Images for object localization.
Content starts
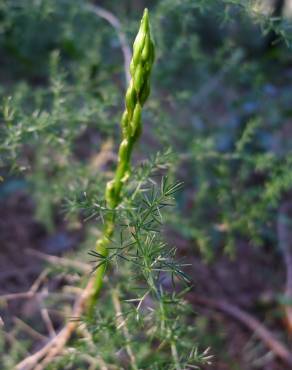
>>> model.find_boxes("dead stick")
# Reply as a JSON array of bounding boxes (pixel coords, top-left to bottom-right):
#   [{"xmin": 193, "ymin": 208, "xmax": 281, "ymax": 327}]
[
  {"xmin": 25, "ymin": 248, "xmax": 90, "ymax": 273},
  {"xmin": 277, "ymin": 201, "xmax": 292, "ymax": 332},
  {"xmin": 188, "ymin": 293, "xmax": 292, "ymax": 367},
  {"xmin": 112, "ymin": 289, "xmax": 138, "ymax": 370},
  {"xmin": 13, "ymin": 317, "xmax": 47, "ymax": 342},
  {"xmin": 85, "ymin": 3, "xmax": 132, "ymax": 85},
  {"xmin": 0, "ymin": 269, "xmax": 49, "ymax": 301},
  {"xmin": 16, "ymin": 277, "xmax": 94, "ymax": 370}
]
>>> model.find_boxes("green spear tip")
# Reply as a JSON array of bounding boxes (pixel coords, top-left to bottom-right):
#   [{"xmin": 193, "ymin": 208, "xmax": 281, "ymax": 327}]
[
  {"xmin": 141, "ymin": 8, "xmax": 149, "ymax": 30},
  {"xmin": 133, "ymin": 8, "xmax": 151, "ymax": 60}
]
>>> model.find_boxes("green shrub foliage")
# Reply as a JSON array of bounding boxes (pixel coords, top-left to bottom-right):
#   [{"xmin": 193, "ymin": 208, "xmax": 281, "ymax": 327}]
[{"xmin": 1, "ymin": 0, "xmax": 292, "ymax": 368}]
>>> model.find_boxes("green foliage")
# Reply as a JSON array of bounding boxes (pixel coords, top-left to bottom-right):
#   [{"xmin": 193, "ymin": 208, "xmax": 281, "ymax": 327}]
[
  {"xmin": 1, "ymin": 0, "xmax": 292, "ymax": 369},
  {"xmin": 85, "ymin": 176, "xmax": 210, "ymax": 369},
  {"xmin": 168, "ymin": 117, "xmax": 292, "ymax": 259}
]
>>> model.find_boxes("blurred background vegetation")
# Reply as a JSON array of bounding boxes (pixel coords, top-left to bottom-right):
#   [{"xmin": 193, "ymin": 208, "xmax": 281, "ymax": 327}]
[{"xmin": 0, "ymin": 0, "xmax": 292, "ymax": 369}]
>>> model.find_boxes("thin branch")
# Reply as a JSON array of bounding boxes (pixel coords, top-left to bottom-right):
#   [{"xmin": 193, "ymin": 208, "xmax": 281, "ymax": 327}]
[
  {"xmin": 16, "ymin": 277, "xmax": 94, "ymax": 370},
  {"xmin": 79, "ymin": 326, "xmax": 109, "ymax": 370},
  {"xmin": 171, "ymin": 341, "xmax": 181, "ymax": 370},
  {"xmin": 4, "ymin": 330, "xmax": 30, "ymax": 357},
  {"xmin": 0, "ymin": 269, "xmax": 49, "ymax": 301},
  {"xmin": 0, "ymin": 291, "xmax": 37, "ymax": 301},
  {"xmin": 189, "ymin": 293, "xmax": 292, "ymax": 367},
  {"xmin": 30, "ymin": 269, "xmax": 50, "ymax": 293},
  {"xmin": 25, "ymin": 248, "xmax": 90, "ymax": 273},
  {"xmin": 277, "ymin": 201, "xmax": 292, "ymax": 332},
  {"xmin": 13, "ymin": 317, "xmax": 47, "ymax": 342},
  {"xmin": 191, "ymin": 50, "xmax": 244, "ymax": 108},
  {"xmin": 112, "ymin": 289, "xmax": 138, "ymax": 370},
  {"xmin": 85, "ymin": 3, "xmax": 132, "ymax": 85},
  {"xmin": 90, "ymin": 139, "xmax": 116, "ymax": 172},
  {"xmin": 40, "ymin": 307, "xmax": 57, "ymax": 338}
]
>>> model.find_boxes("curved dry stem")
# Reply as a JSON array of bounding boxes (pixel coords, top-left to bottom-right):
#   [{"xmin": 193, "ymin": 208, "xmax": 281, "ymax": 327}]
[
  {"xmin": 189, "ymin": 293, "xmax": 292, "ymax": 367},
  {"xmin": 85, "ymin": 3, "xmax": 132, "ymax": 85},
  {"xmin": 16, "ymin": 278, "xmax": 94, "ymax": 370},
  {"xmin": 278, "ymin": 201, "xmax": 292, "ymax": 332}
]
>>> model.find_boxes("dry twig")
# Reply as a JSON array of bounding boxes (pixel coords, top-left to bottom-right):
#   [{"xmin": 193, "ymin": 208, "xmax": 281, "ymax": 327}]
[
  {"xmin": 40, "ymin": 306, "xmax": 56, "ymax": 338},
  {"xmin": 112, "ymin": 289, "xmax": 138, "ymax": 370},
  {"xmin": 85, "ymin": 4, "xmax": 132, "ymax": 85},
  {"xmin": 16, "ymin": 277, "xmax": 94, "ymax": 370},
  {"xmin": 0, "ymin": 269, "xmax": 49, "ymax": 301},
  {"xmin": 278, "ymin": 201, "xmax": 292, "ymax": 332},
  {"xmin": 189, "ymin": 293, "xmax": 292, "ymax": 367},
  {"xmin": 16, "ymin": 5, "xmax": 136, "ymax": 368},
  {"xmin": 13, "ymin": 317, "xmax": 47, "ymax": 342},
  {"xmin": 25, "ymin": 248, "xmax": 90, "ymax": 273},
  {"xmin": 79, "ymin": 326, "xmax": 109, "ymax": 370}
]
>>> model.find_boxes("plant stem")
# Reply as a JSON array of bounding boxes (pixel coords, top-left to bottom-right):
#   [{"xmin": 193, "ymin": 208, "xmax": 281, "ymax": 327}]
[
  {"xmin": 87, "ymin": 214, "xmax": 114, "ymax": 317},
  {"xmin": 87, "ymin": 8, "xmax": 155, "ymax": 316},
  {"xmin": 112, "ymin": 288, "xmax": 138, "ymax": 370},
  {"xmin": 171, "ymin": 341, "xmax": 181, "ymax": 370}
]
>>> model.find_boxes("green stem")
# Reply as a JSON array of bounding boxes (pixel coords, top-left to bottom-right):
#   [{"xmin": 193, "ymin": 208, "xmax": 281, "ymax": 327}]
[
  {"xmin": 86, "ymin": 8, "xmax": 154, "ymax": 317},
  {"xmin": 87, "ymin": 214, "xmax": 114, "ymax": 317},
  {"xmin": 171, "ymin": 341, "xmax": 181, "ymax": 370}
]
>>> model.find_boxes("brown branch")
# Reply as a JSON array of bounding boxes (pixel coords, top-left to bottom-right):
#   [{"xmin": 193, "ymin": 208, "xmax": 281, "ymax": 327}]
[
  {"xmin": 15, "ymin": 7, "xmax": 135, "ymax": 369},
  {"xmin": 79, "ymin": 326, "xmax": 109, "ymax": 370},
  {"xmin": 278, "ymin": 201, "xmax": 292, "ymax": 332},
  {"xmin": 0, "ymin": 269, "xmax": 49, "ymax": 301},
  {"xmin": 40, "ymin": 307, "xmax": 56, "ymax": 338},
  {"xmin": 15, "ymin": 239, "xmax": 97, "ymax": 368},
  {"xmin": 16, "ymin": 277, "xmax": 94, "ymax": 370},
  {"xmin": 85, "ymin": 3, "xmax": 132, "ymax": 85},
  {"xmin": 25, "ymin": 248, "xmax": 90, "ymax": 273},
  {"xmin": 13, "ymin": 317, "xmax": 47, "ymax": 342},
  {"xmin": 0, "ymin": 291, "xmax": 38, "ymax": 301},
  {"xmin": 90, "ymin": 139, "xmax": 116, "ymax": 172},
  {"xmin": 112, "ymin": 289, "xmax": 138, "ymax": 370},
  {"xmin": 4, "ymin": 330, "xmax": 30, "ymax": 357},
  {"xmin": 188, "ymin": 293, "xmax": 292, "ymax": 367}
]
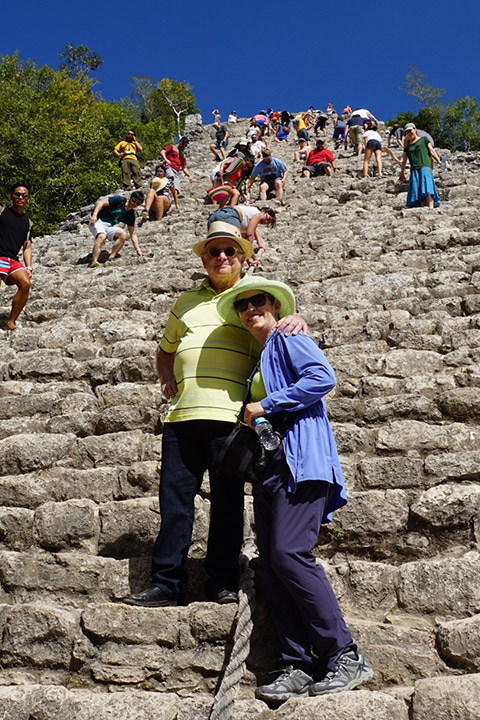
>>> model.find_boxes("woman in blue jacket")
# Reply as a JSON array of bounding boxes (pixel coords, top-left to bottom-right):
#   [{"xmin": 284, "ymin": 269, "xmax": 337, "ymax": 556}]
[{"xmin": 217, "ymin": 276, "xmax": 373, "ymax": 703}]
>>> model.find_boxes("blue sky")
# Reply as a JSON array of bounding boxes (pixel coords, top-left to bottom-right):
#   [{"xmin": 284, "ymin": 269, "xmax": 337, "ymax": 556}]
[{"xmin": 3, "ymin": 0, "xmax": 479, "ymax": 124}]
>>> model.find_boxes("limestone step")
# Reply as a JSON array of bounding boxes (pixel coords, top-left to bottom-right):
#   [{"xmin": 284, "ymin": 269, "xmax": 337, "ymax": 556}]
[{"xmin": 0, "ymin": 598, "xmax": 460, "ymax": 692}]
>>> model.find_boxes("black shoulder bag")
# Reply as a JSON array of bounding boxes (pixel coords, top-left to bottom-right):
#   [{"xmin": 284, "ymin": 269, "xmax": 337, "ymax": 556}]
[{"xmin": 215, "ymin": 363, "xmax": 291, "ymax": 483}]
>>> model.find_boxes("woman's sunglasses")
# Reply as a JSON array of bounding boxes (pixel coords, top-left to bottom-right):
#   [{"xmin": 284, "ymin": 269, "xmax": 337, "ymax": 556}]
[{"xmin": 234, "ymin": 293, "xmax": 271, "ymax": 313}]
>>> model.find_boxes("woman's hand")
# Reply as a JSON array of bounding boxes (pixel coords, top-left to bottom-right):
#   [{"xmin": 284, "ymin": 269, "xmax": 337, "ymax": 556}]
[{"xmin": 244, "ymin": 401, "xmax": 265, "ymax": 428}]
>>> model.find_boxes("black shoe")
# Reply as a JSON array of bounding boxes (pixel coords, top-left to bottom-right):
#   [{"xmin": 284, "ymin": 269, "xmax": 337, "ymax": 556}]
[
  {"xmin": 215, "ymin": 588, "xmax": 239, "ymax": 604},
  {"xmin": 121, "ymin": 586, "xmax": 178, "ymax": 607}
]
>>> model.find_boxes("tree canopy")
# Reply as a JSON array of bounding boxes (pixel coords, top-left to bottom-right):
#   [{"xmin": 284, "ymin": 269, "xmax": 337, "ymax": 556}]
[
  {"xmin": 0, "ymin": 49, "xmax": 197, "ymax": 233},
  {"xmin": 390, "ymin": 64, "xmax": 480, "ymax": 152}
]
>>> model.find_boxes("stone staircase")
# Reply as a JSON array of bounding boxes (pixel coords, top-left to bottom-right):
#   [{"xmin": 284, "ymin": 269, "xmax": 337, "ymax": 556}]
[{"xmin": 0, "ymin": 115, "xmax": 479, "ymax": 719}]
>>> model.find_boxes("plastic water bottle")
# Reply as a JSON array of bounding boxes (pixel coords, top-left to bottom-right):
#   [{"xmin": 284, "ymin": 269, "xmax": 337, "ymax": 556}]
[
  {"xmin": 441, "ymin": 153, "xmax": 446, "ymax": 172},
  {"xmin": 253, "ymin": 418, "xmax": 281, "ymax": 451}
]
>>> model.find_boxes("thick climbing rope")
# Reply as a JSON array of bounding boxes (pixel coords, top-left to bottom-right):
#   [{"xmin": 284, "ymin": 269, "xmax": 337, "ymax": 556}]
[{"xmin": 208, "ymin": 509, "xmax": 257, "ymax": 720}]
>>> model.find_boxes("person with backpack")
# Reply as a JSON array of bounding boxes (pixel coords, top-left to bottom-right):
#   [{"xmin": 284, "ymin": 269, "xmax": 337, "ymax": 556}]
[
  {"xmin": 113, "ymin": 130, "xmax": 143, "ymax": 189},
  {"xmin": 0, "ymin": 184, "xmax": 33, "ymax": 332}
]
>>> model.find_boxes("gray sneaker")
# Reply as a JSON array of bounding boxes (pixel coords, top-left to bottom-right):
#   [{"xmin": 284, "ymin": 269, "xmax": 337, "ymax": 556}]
[
  {"xmin": 255, "ymin": 666, "xmax": 313, "ymax": 702},
  {"xmin": 309, "ymin": 650, "xmax": 374, "ymax": 696}
]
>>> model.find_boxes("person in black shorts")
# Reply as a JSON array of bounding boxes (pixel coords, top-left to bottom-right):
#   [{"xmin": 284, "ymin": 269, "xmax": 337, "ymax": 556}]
[{"xmin": 0, "ymin": 184, "xmax": 33, "ymax": 332}]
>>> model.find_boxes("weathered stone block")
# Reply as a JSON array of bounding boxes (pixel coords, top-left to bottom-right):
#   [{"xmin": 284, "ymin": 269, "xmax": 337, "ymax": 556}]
[
  {"xmin": 437, "ymin": 615, "xmax": 480, "ymax": 671},
  {"xmin": 188, "ymin": 603, "xmax": 236, "ymax": 642},
  {"xmin": 381, "ymin": 350, "xmax": 444, "ymax": 378},
  {"xmin": 398, "ymin": 552, "xmax": 480, "ymax": 616},
  {"xmin": 1, "ymin": 603, "xmax": 79, "ymax": 668},
  {"xmin": 412, "ymin": 674, "xmax": 480, "ymax": 720},
  {"xmin": 95, "ymin": 405, "xmax": 160, "ymax": 434},
  {"xmin": 359, "ymin": 394, "xmax": 441, "ymax": 422},
  {"xmin": 98, "ymin": 498, "xmax": 159, "ymax": 558},
  {"xmin": 438, "ymin": 387, "xmax": 480, "ymax": 419},
  {"xmin": 0, "ymin": 507, "xmax": 34, "ymax": 550},
  {"xmin": 349, "ymin": 618, "xmax": 446, "ymax": 686},
  {"xmin": 0, "ymin": 551, "xmax": 130, "ymax": 604},
  {"xmin": 335, "ymin": 490, "xmax": 409, "ymax": 537},
  {"xmin": 34, "ymin": 499, "xmax": 100, "ymax": 552},
  {"xmin": 81, "ymin": 603, "xmax": 180, "ymax": 645},
  {"xmin": 68, "ymin": 431, "xmax": 161, "ymax": 469},
  {"xmin": 275, "ymin": 690, "xmax": 409, "ymax": 720},
  {"xmin": 411, "ymin": 484, "xmax": 480, "ymax": 527},
  {"xmin": 343, "ymin": 560, "xmax": 400, "ymax": 615},
  {"xmin": 0, "ymin": 433, "xmax": 76, "ymax": 475},
  {"xmin": 424, "ymin": 450, "xmax": 480, "ymax": 481},
  {"xmin": 377, "ymin": 421, "xmax": 480, "ymax": 453},
  {"xmin": 118, "ymin": 461, "xmax": 160, "ymax": 498},
  {"xmin": 357, "ymin": 456, "xmax": 424, "ymax": 489}
]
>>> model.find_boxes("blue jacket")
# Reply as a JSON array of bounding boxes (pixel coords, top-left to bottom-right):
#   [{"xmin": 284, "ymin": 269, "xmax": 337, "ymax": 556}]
Content ends
Assignment. The answer must consist of every line in the records above that contains the word "black".

Exercise response.
>>> model.find_boxes("black shoulder bag")
>>> model.find_boxes("black shoe")
>>> model.find_boxes("person in black shorts")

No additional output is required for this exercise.